- [Written problem]: Provide the records once more, identical to the original.

- [Information given]:

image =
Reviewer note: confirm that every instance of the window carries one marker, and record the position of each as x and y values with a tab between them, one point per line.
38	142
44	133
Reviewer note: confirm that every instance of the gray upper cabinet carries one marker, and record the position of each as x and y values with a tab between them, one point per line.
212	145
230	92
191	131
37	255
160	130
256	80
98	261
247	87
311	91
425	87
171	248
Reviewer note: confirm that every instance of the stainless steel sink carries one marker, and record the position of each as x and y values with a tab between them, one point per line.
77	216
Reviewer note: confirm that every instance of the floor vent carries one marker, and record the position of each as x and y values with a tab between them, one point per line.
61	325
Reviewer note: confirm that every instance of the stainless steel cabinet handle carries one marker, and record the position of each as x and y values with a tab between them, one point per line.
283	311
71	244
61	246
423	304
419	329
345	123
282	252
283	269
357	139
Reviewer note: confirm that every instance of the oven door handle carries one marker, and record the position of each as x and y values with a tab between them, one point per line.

- [Result]:
image =
Reviewer note: confirm that every instance of the window carries one marker, and record the position of each as x and y values with a tab between them, one point per line.
38	142
44	133
Reviewer note: confirm that every instance of the gray upper cabinet carries one marker, and record the position of each as x and y values with a tab between them, one point per line.
212	145
230	92
191	131
37	255
160	130
256	80
98	261
247	87
311	91
425	87
171	248
Reviewer note: confirm that every instance of the stainless steel sink carries one marker, and record the position of each as x and y values with a tab between them, one point per line.
77	216
Reviewer note: confirm that every instance of the floor vent carries one marker, and record the position of each as x and y values with a tab between them, one point per line.
61	325
Reviewer note: confirm that every instance of the stainless steel cabinet handle carries one marker, and record the position of each as x and y values with a tab between them, one point per line.
283	311
71	244
61	246
423	304
419	329
345	123
282	252
283	269
357	139
Reviewer note: confirm that every instance of the oven door handle carries one marker, and record the position of each as x and y values with a tab between them, one point per line.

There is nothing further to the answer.